_Work request_.
Your reply should be the whole listing, copied exactly, with the pictures left out.

------------------------------------------------------------------------

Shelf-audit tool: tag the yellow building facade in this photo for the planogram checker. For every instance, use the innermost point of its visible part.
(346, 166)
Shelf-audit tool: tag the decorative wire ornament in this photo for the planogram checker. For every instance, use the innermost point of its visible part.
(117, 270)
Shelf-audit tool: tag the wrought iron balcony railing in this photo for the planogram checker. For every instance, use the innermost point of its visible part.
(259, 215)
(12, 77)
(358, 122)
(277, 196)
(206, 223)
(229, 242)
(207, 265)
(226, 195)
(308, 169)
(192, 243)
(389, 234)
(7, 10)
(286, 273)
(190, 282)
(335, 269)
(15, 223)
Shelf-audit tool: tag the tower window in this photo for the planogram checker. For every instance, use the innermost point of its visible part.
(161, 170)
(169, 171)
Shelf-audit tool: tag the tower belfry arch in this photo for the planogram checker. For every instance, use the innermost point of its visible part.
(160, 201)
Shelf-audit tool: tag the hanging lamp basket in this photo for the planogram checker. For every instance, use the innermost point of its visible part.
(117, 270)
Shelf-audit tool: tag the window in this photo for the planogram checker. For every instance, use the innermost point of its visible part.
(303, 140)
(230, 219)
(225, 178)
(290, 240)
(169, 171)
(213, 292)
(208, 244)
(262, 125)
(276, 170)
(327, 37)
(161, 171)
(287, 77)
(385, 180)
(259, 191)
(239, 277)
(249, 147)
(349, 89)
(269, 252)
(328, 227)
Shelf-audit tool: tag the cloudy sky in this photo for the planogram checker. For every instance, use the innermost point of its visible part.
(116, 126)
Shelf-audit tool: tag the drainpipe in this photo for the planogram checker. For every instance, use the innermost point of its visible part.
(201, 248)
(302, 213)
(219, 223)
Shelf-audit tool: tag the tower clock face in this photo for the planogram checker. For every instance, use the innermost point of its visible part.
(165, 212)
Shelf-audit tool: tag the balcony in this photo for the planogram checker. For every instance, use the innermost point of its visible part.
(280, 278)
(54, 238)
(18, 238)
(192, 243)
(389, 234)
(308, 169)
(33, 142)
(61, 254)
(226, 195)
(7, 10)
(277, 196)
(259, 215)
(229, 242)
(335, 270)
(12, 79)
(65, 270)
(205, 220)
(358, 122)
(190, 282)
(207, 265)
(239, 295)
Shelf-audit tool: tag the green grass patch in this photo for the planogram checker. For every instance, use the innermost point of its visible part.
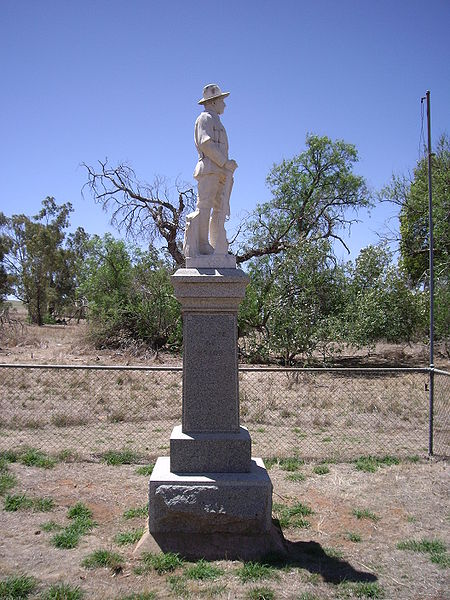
(333, 553)
(178, 586)
(81, 523)
(31, 457)
(133, 513)
(139, 596)
(9, 455)
(295, 477)
(120, 457)
(292, 516)
(103, 559)
(365, 514)
(17, 587)
(321, 469)
(360, 589)
(254, 571)
(62, 591)
(164, 562)
(436, 549)
(260, 593)
(7, 482)
(51, 526)
(270, 462)
(291, 463)
(203, 570)
(145, 470)
(17, 502)
(67, 455)
(369, 464)
(125, 538)
(79, 511)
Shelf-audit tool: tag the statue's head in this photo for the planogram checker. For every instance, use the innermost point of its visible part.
(213, 97)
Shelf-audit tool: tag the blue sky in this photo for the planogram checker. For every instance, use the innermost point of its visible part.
(85, 80)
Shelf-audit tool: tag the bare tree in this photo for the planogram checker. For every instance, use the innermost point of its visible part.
(141, 208)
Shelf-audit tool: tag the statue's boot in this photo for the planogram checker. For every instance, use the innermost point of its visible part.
(204, 247)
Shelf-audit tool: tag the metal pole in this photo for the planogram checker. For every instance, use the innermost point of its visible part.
(431, 282)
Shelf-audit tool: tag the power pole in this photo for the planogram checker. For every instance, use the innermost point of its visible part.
(431, 282)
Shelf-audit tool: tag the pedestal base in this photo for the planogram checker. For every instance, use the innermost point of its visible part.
(210, 452)
(210, 503)
(211, 515)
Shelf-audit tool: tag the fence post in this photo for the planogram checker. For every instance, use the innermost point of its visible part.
(431, 410)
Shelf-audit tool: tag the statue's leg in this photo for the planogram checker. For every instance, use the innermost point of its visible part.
(207, 190)
(217, 232)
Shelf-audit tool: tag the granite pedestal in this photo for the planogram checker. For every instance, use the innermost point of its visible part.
(210, 498)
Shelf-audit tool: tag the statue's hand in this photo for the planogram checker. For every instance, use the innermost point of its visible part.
(231, 165)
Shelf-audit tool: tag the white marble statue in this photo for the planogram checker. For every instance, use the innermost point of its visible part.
(205, 231)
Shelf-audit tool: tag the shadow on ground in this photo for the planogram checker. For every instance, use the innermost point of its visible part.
(312, 557)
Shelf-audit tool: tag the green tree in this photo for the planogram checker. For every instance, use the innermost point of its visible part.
(315, 195)
(40, 267)
(130, 296)
(290, 304)
(380, 304)
(410, 194)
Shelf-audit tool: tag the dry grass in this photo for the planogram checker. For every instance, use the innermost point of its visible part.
(322, 556)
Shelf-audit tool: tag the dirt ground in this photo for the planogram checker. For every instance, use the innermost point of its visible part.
(409, 501)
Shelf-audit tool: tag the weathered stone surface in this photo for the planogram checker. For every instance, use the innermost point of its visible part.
(210, 452)
(230, 503)
(211, 261)
(231, 546)
(210, 374)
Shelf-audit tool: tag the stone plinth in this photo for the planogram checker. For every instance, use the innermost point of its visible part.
(210, 452)
(210, 503)
(210, 499)
(210, 300)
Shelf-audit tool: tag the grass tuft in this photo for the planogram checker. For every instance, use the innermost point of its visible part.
(164, 562)
(321, 469)
(120, 457)
(62, 591)
(295, 477)
(31, 457)
(360, 589)
(7, 482)
(253, 571)
(79, 511)
(51, 526)
(291, 463)
(203, 570)
(260, 593)
(17, 502)
(436, 549)
(365, 514)
(125, 538)
(139, 596)
(132, 513)
(145, 470)
(178, 586)
(82, 523)
(17, 587)
(369, 464)
(292, 516)
(103, 559)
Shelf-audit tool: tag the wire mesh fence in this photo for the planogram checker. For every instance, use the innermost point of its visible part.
(441, 410)
(313, 413)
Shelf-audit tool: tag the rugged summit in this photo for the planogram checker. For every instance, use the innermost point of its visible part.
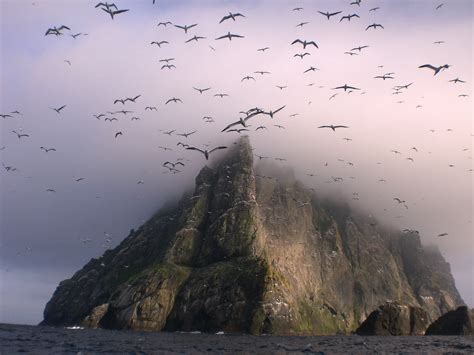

------------------------------------------------------------------------

_Answer to the exercise_.
Shelf-audit tool: tag the yellow building facade in this photo for the planogram checker. For every instance, use the innermost point of its visible part.
(346, 166)
Shelf-audit tool: tag the decorative wire ornament in this photo for the planogram checker. For every instance, use the innermost point of its visible part.
(117, 270)
Shelf-audit tool: tag the wrought iron balcony railing in this photo for the planogram checker. For every instance, use the innermost point of its visible part.
(259, 215)
(12, 77)
(358, 122)
(277, 196)
(206, 223)
(229, 242)
(207, 265)
(226, 195)
(308, 169)
(192, 243)
(389, 234)
(7, 10)
(286, 273)
(190, 282)
(335, 269)
(15, 223)
Shelf-audit tool: tag the tower window in this photo for the planogram checker. For every instance, use the innermost point of its visible part.
(161, 170)
(169, 171)
Shelf-audit tool: tag the tower belfry arch in this photo for the planogram checker. For every instance, use the innermost point of its visible part.
(160, 201)
Shelf-audit tool: tag the hanging lamp basket in this photo for the planogram checker. For every instance, use the innermost point of its visible part.
(117, 270)
Shelf-audit tool: tag the window in this photo for the planogram checker. For every instance, use the innermost point of its visible part.
(303, 140)
(230, 219)
(225, 178)
(290, 240)
(169, 171)
(213, 292)
(208, 244)
(262, 125)
(276, 170)
(327, 37)
(161, 171)
(287, 77)
(385, 180)
(259, 191)
(239, 277)
(249, 147)
(349, 89)
(269, 252)
(328, 227)
Shelf-audit tool: tag the cloudy sky in this photo for the planogram checker. For every instance, use the innermost point of its visible part.
(116, 126)
Shelf-audit tool: tag the drainpipe in this photo for the planogram checker. For every instance, use the innermost point of its visible part.
(201, 248)
(302, 213)
(219, 223)
Shelf-audit tool: tag the tower clock face in this photo for the planogram checker. For every instance, use the innermost point of its visible part.
(165, 212)
Shelf-audit tool: tag the balcony in this photo for the planogram checker. For every instance, use the innermost point of its visible part.
(280, 278)
(54, 238)
(18, 238)
(192, 243)
(389, 234)
(308, 169)
(33, 142)
(61, 254)
(226, 195)
(7, 10)
(277, 196)
(259, 215)
(229, 242)
(335, 270)
(12, 79)
(65, 270)
(205, 220)
(358, 122)
(190, 282)
(207, 265)
(239, 295)
Shelf-audit tool: tag the green grass patch in this photo for the planogram checker. For every instance, use the innermost point of its visible part.
(333, 553)
(178, 586)
(81, 523)
(31, 457)
(133, 513)
(139, 596)
(9, 455)
(295, 477)
(120, 457)
(292, 516)
(103, 559)
(365, 514)
(17, 587)
(321, 469)
(360, 589)
(254, 571)
(62, 591)
(164, 562)
(436, 549)
(260, 593)
(7, 482)
(51, 526)
(270, 462)
(291, 463)
(203, 570)
(145, 470)
(17, 502)
(67, 455)
(369, 464)
(125, 538)
(79, 511)
Shelf-audit tool: tag the statue's head in this photo for the planogram checker. For every instance, use the innermost point of its visible part.
(213, 97)
Shelf-audit tool: tag the blue sky in this photo for the planogram checker. For every instance, use the innermost point of its visible part.
(85, 80)
Shelf-audit tool: tag the bare tree in this photo for the planogram checker. For every instance, use the innermost point of its visible part.
(141, 208)
Shelf-audit tool: tag the statue's boot in this photo for the planogram checker. For every instance, use the innermost point of its visible part.
(204, 247)
Shelf-audit tool: tag the metal pole in this photo for the planogram checker. For every instance, use the innermost point of its visible part.
(431, 282)
Shelf-audit tool: tag the power pole in this photo for the planogram checker. For every instance, use the innermost point of its visible part.
(431, 282)
Shelf-audit tool: tag the pedestal base in this photo for the planogram checker. For every instance, use the innermost point of its visible part.
(210, 452)
(210, 503)
(211, 515)
Shelf-audit tool: tag the fence post in this photo for the planogram checker. For every instance, use the innermost point of its visible part.
(431, 410)
Shelf-audit tool: tag the statue's leg in this photo for the planogram checker. For every instance, use the innermost point of its visible part.
(207, 190)
(217, 232)
Shelf-audit tool: tag the granite pedestal in this photo for the planogram checker. For every instance, use the innermost point of its visible part.
(210, 498)
Shelf-audit tool: tag the statue's hand in this photo for the planogram checker. For every instance, use the innermost point of its visible part.
(231, 165)
Shelf-audit tool: tag the white marble statue in this photo for the planogram checker. For every instance, use the innermost point of its visible part.
(205, 231)
Shelf-audit tool: tag the shadow on ground in this photo for the planogram checker. For every instance, use the innermost point of its visible part.
(312, 557)
Shelf-audit tool: tag the green tree in this photo for the planogram checker. For every instance, use the innermost point of its visible part.
(315, 195)
(40, 267)
(130, 296)
(290, 304)
(380, 304)
(410, 194)
Shelf-audit tool: tag the dry grass in this photo for the planogram checker. For every instance, use the innermost point of its visible part.
(322, 556)
Shelf-audit tool: tag the dirt ground in this photo for the planogram checker. For every instance, use the innermost point of its visible part.
(409, 501)
Shelf-audit tool: tag the weathered stone surface in this photo for the planogram checker. For every instance, use the innermost point of its visible part.
(210, 452)
(230, 503)
(211, 261)
(231, 546)
(210, 374)
Shelf-audit tool: tag the stone plinth in this photo for the planogram checker. For every instance, use the innermost point of its visible part.
(210, 452)
(210, 503)
(210, 499)
(210, 300)
Shelf-audit tool: tag the grass tuft in this photo for the planogram checker. For every instance, use the innermost point of its visible part.
(164, 562)
(321, 469)
(120, 457)
(62, 591)
(295, 477)
(31, 457)
(360, 589)
(7, 482)
(253, 571)
(79, 511)
(51, 526)
(291, 463)
(203, 570)
(260, 593)
(17, 502)
(436, 549)
(365, 514)
(125, 538)
(139, 596)
(132, 513)
(145, 470)
(178, 586)
(82, 523)
(17, 587)
(369, 464)
(292, 516)
(103, 559)
Shelf-audit tool: tag the wire mesh fence in this photo for the planogram checker. For every instance, use the innermost point of its visible part.
(441, 410)
(313, 413)
Shelf-audit tool: tag the rugged summit in this photo for the planogram checker. For every instance, use the innermost point of its visible part.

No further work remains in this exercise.